Task goal:
Write out the raw milk crackdown text word for word, from "Are regulators' claims" to "cases, pasteurized milk.".

Provided text:

§ §

Beginning in 2006, the agriculture departments of several large states-with backing from the U.S. Food and Drug Administration-launched a major crackdown on small dairies producing raw milk. Replete with undercover agents, sting operations, surprise raids, questionable test-lab results, mysterious illnesses, propaganda blitzes, and grand jury investigations, the crackdown was designed to disrupt the supply of unpasteurized milk to growing legions of consumers demanding healthier and more flavorful food.

The Raw Milk Revolution takes readers behind the scenes of the government's tough and occasionally brutal intimidation tactics, as seen through the eyes of milk producers, government regulators, scientists, prosecutors, and consumers. It is a disturbing story involving marginally legal police tactics and investigation techniques, with young children used as political pawns in a highly charged atmosphere of fear and retribution.

Are regulators' claims that raw milk poses a public health threat legitimate? That turns out to be a matter of considerable debate. In assessing the threat, The Raw Milk Revolution reveals that the government's campaign, ostensibly designed to protect consumers from pathogens like salmonella, E. coli 0157:H7, and listeria, was based in a number of cases on suspect laboratory findings and illnesses attributed to raw milk that could well have had other causes, including, in some cases, pasteurized milk.

§ §

Given entries:
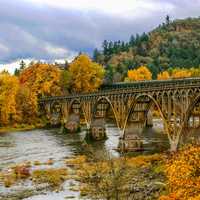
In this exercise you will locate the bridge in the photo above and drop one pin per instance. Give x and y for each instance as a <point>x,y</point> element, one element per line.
<point>130,104</point>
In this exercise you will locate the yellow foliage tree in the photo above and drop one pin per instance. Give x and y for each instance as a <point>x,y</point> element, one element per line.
<point>42,79</point>
<point>163,75</point>
<point>87,76</point>
<point>182,171</point>
<point>181,73</point>
<point>142,73</point>
<point>9,86</point>
<point>26,105</point>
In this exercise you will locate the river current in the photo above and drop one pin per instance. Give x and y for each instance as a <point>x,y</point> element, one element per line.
<point>19,147</point>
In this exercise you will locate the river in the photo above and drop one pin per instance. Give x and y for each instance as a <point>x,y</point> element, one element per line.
<point>18,147</point>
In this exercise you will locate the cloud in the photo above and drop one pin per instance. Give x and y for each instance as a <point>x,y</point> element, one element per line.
<point>50,30</point>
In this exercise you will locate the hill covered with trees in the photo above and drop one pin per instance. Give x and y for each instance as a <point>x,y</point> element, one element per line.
<point>173,44</point>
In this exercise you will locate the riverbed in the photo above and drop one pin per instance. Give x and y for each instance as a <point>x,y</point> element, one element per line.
<point>42,145</point>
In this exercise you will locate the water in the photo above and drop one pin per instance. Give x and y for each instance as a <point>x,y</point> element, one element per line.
<point>18,147</point>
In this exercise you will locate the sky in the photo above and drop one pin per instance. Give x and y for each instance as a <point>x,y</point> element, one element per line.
<point>59,29</point>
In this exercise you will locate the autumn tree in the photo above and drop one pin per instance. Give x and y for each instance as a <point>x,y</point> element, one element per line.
<point>9,86</point>
<point>26,105</point>
<point>181,73</point>
<point>65,81</point>
<point>42,79</point>
<point>142,73</point>
<point>163,75</point>
<point>87,76</point>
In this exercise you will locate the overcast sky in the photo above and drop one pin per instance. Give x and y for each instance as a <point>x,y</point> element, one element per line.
<point>59,29</point>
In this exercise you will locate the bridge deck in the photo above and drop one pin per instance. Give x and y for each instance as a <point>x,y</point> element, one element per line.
<point>137,87</point>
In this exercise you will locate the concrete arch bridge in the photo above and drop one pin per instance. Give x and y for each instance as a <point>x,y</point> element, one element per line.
<point>177,101</point>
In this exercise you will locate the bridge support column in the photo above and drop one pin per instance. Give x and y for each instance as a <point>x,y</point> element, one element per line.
<point>131,140</point>
<point>73,124</point>
<point>149,122</point>
<point>97,130</point>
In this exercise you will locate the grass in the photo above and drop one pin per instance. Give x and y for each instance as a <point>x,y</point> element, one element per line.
<point>53,177</point>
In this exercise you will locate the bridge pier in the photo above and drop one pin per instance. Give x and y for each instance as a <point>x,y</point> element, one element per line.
<point>73,124</point>
<point>97,130</point>
<point>131,139</point>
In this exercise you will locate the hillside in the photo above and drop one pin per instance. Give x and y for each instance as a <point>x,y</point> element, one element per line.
<point>172,44</point>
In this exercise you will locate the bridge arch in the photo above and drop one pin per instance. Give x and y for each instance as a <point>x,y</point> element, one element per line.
<point>81,109</point>
<point>190,109</point>
<point>152,101</point>
<point>94,110</point>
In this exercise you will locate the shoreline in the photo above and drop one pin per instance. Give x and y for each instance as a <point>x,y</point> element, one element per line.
<point>18,129</point>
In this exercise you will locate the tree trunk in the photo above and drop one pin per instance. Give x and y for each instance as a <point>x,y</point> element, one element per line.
<point>174,145</point>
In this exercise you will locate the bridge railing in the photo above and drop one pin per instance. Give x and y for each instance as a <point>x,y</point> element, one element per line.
<point>139,86</point>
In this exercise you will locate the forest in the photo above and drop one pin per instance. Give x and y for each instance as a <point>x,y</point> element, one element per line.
<point>173,44</point>
<point>171,51</point>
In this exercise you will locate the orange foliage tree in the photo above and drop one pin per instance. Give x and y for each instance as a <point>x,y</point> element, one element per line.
<point>163,75</point>
<point>42,79</point>
<point>142,73</point>
<point>183,173</point>
<point>9,86</point>
<point>181,73</point>
<point>86,75</point>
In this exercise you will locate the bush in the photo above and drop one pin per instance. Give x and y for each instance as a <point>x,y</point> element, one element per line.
<point>183,173</point>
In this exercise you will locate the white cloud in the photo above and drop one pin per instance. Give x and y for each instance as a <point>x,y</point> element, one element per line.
<point>10,67</point>
<point>119,7</point>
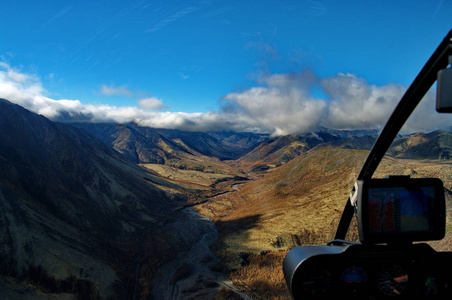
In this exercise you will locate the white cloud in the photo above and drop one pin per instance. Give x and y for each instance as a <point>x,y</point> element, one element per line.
<point>151,103</point>
<point>282,105</point>
<point>115,91</point>
<point>357,104</point>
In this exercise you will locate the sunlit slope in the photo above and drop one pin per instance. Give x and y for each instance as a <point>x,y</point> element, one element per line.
<point>433,145</point>
<point>299,202</point>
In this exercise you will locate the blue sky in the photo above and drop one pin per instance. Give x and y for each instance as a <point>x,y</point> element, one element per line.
<point>198,61</point>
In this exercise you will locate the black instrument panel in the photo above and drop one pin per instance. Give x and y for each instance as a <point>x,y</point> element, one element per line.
<point>370,272</point>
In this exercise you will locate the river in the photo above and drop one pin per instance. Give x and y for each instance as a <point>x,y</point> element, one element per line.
<point>192,274</point>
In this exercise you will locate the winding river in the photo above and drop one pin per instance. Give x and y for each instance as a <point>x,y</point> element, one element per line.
<point>191,275</point>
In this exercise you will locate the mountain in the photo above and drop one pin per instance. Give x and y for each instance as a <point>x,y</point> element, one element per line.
<point>73,212</point>
<point>225,145</point>
<point>280,150</point>
<point>142,145</point>
<point>432,145</point>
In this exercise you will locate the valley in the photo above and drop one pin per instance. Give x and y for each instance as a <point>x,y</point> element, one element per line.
<point>108,211</point>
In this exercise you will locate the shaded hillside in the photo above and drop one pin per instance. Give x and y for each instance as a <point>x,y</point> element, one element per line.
<point>72,210</point>
<point>142,145</point>
<point>280,150</point>
<point>225,145</point>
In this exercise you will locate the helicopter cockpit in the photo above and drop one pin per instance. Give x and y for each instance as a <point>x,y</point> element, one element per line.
<point>391,214</point>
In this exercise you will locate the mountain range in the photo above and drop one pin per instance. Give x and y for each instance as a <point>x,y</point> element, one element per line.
<point>73,210</point>
<point>81,214</point>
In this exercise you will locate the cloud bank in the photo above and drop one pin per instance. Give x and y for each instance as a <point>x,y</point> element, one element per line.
<point>281,104</point>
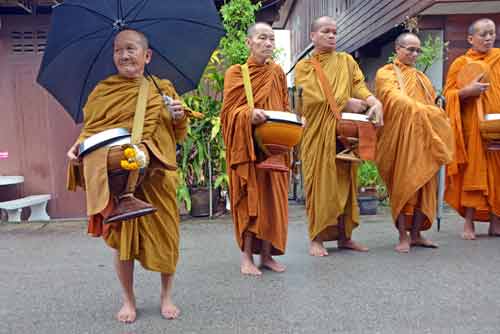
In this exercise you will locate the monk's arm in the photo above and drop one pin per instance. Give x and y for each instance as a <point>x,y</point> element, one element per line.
<point>388,91</point>
<point>359,88</point>
<point>180,126</point>
<point>286,103</point>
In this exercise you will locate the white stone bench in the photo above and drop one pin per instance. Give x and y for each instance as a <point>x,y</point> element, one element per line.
<point>37,203</point>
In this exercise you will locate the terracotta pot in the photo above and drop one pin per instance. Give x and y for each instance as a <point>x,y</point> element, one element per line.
<point>368,203</point>
<point>200,201</point>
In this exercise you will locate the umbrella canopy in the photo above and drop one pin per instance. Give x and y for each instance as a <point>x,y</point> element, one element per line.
<point>182,34</point>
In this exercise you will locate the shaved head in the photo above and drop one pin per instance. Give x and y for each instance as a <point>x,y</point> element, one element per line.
<point>320,21</point>
<point>142,39</point>
<point>404,37</point>
<point>254,27</point>
<point>474,27</point>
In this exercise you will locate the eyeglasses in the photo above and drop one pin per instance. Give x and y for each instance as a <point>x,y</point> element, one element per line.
<point>412,49</point>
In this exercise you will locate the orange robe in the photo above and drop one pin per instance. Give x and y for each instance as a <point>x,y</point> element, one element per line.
<point>414,142</point>
<point>473,178</point>
<point>259,198</point>
<point>152,239</point>
<point>330,184</point>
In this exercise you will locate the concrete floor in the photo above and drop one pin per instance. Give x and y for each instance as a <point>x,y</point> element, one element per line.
<point>55,279</point>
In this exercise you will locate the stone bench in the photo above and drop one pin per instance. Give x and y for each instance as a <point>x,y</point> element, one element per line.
<point>37,204</point>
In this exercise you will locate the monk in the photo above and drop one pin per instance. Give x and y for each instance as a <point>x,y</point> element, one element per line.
<point>151,239</point>
<point>415,141</point>
<point>330,184</point>
<point>259,197</point>
<point>473,177</point>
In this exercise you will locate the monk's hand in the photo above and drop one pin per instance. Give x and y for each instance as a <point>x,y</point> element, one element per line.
<point>474,89</point>
<point>356,106</point>
<point>73,152</point>
<point>258,116</point>
<point>176,110</point>
<point>375,113</point>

§ §

Exercise solution:
Are regulators' claims that raw milk poses a public health threat legitimate? That turns out to be a matter of considerable debate. In assessing the threat, The Raw Milk Revolution reveals that the government's campaign, ostensibly designed to protect consumers from pathogens like salmonella, E. coli 0157:H7, and listeria, was based in a number of cases on suspect laboratory findings and illnesses attributed to raw milk that could well have had other causes, including, in some cases, pasteurized milk.